Take the lines of the data below from the very first through the line containing "[ ] a point sits on every instance of the old" and output them exactly, pictures excluded.

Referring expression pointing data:

★ ★ ★ ★ ★ ★ ★

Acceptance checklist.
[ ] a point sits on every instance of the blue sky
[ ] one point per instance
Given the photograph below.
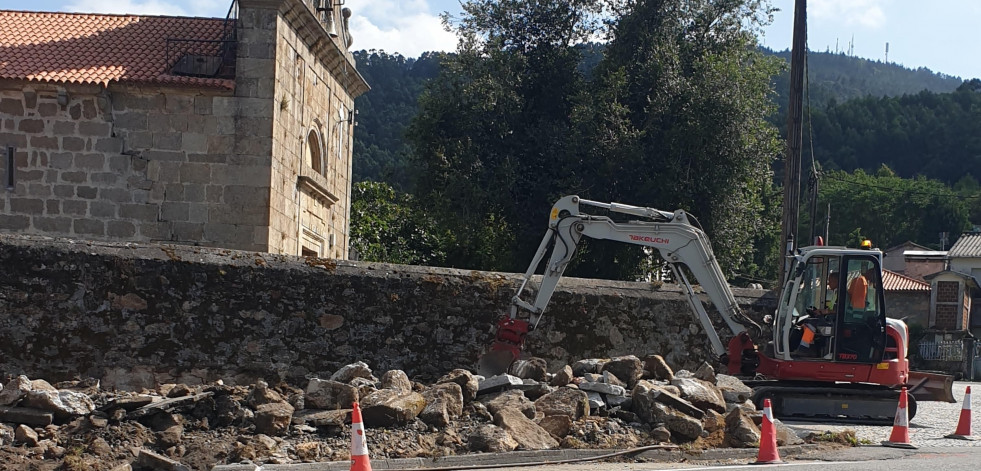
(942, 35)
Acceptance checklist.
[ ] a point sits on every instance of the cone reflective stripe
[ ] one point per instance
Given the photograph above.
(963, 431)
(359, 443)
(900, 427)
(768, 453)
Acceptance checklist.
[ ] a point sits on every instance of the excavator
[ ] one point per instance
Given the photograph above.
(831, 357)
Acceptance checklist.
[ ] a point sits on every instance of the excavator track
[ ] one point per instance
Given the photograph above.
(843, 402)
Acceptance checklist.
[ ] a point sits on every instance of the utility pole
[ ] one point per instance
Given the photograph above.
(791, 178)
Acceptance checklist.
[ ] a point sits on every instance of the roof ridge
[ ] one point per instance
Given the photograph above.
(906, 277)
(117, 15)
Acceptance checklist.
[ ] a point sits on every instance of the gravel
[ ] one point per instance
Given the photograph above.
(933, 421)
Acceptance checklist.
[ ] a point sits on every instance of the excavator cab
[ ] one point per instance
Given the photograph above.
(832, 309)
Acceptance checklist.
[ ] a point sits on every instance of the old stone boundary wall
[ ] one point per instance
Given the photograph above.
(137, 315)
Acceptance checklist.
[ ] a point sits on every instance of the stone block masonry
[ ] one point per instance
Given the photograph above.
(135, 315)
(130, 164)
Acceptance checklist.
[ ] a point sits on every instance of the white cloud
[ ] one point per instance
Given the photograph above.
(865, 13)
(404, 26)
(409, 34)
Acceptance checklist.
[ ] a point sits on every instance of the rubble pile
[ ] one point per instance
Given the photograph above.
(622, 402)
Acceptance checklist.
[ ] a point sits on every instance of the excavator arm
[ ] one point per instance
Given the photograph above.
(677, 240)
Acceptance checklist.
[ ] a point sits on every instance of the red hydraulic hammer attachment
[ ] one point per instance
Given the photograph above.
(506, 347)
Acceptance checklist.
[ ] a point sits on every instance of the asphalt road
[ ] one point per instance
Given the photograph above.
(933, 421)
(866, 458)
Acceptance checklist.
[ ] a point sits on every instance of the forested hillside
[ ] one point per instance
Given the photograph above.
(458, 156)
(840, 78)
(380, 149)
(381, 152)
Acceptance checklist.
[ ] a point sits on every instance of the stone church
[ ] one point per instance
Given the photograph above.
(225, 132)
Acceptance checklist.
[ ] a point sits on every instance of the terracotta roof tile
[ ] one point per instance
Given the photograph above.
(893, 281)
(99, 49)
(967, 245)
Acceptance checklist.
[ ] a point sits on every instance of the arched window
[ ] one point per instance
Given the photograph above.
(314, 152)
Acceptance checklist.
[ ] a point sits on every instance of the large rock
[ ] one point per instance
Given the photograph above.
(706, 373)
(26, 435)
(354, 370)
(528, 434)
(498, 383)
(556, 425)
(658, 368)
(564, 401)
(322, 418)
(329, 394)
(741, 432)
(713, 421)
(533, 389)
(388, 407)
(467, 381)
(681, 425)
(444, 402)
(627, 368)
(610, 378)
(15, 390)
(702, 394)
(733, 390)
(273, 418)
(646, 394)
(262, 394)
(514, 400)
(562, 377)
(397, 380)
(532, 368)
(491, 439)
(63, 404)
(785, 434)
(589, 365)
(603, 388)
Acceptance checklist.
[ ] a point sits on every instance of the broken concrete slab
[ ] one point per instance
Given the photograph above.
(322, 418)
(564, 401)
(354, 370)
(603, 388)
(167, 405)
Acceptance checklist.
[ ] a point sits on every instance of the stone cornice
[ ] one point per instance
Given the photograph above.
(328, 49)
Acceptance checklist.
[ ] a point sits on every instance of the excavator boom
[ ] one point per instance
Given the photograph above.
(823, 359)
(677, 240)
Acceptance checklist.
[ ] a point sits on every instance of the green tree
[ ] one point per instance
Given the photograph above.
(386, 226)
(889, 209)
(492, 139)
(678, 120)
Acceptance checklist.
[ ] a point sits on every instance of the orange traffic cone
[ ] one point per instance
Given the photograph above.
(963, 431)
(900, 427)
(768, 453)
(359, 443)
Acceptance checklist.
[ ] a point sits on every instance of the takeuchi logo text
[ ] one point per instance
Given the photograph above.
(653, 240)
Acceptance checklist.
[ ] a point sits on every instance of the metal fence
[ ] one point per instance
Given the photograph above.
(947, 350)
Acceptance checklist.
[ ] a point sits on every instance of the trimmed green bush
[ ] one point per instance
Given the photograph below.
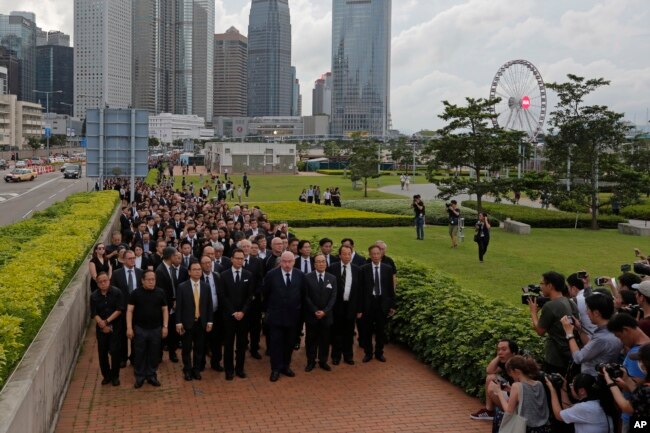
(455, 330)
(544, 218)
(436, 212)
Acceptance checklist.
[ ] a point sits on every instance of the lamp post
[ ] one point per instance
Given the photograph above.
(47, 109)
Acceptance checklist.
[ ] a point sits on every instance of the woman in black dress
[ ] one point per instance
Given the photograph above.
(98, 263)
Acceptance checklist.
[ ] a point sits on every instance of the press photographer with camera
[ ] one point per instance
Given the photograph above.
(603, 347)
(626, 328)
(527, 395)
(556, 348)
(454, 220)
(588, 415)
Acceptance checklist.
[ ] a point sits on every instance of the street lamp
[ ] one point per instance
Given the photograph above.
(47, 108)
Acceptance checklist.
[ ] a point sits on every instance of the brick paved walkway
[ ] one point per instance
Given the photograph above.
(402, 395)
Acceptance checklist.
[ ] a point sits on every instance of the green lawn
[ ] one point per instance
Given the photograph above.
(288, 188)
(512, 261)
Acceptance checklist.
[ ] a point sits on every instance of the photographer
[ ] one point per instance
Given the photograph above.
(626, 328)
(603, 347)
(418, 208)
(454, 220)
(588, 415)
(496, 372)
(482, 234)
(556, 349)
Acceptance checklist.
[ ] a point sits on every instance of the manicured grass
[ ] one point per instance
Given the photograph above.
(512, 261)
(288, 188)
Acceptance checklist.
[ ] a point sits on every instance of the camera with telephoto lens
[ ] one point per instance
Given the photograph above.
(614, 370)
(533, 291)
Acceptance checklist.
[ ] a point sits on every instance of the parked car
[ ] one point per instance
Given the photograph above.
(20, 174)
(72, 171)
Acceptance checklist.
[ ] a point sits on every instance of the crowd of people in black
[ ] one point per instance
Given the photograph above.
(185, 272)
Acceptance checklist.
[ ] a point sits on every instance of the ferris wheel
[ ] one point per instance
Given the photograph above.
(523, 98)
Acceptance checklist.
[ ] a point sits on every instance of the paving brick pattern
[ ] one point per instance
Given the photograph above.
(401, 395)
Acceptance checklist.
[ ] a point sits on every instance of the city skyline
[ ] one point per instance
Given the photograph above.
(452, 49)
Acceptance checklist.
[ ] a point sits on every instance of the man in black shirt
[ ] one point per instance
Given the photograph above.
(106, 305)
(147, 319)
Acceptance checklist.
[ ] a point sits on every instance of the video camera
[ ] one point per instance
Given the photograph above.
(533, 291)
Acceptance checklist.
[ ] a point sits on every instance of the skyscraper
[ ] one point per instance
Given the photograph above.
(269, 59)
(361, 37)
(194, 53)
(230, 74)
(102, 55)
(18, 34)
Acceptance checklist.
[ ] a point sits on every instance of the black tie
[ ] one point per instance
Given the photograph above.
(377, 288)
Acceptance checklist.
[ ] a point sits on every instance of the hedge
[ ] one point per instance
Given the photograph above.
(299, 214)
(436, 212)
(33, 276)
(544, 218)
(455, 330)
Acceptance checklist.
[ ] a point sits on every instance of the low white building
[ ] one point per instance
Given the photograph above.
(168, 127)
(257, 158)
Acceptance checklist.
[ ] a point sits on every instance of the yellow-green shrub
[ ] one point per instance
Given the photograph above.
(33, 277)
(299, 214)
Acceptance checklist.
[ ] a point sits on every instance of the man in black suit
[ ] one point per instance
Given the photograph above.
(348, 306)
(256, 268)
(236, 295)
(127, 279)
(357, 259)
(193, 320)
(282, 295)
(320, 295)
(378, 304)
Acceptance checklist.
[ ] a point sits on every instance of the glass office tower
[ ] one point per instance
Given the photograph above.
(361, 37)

★ ★ ★ ★ ★ ★ ★

## Answer for this exercise
Acceptance checklist.
[ ] a point sits on every instance of the blue sky
[ ] one point per instance
Given the photograph below.
(942, 35)
Acceptance checklist.
[ ] a point sits on every instance of the cone reflective stripe
[ ] one point per instance
Given the photograph above.
(963, 431)
(359, 443)
(900, 427)
(768, 453)
Acceptance checklist.
[ ] a point sits on every instance of the excavator
[ ] one point per instance
Given the photograph above.
(831, 357)
Acceptance checklist.
[ ] a point sits on every instance of the excavator track
[ ] one point per instance
Given the photograph above.
(843, 402)
Acceptance checklist.
[ ] a point sits on every instance of the utility pole
[ ] one point per instance
Given the photograph above.
(791, 178)
Acceptance checklist.
[ ] a point sits on every instance of the roof ridge
[ ] one point per instance
Given the photograph above.
(906, 277)
(117, 15)
Acceptance checklist.
[ ] a point sits on every instance of the gravel
[ ] one point per instance
Given the photograph above.
(933, 421)
Acceptance checklist.
[ ] a point sits on every instance of the excavator cab
[ ] one point per instance
Given the photograph above.
(832, 309)
Acceptance checklist.
[ ] a point sits on every instance of the old stone boundary wall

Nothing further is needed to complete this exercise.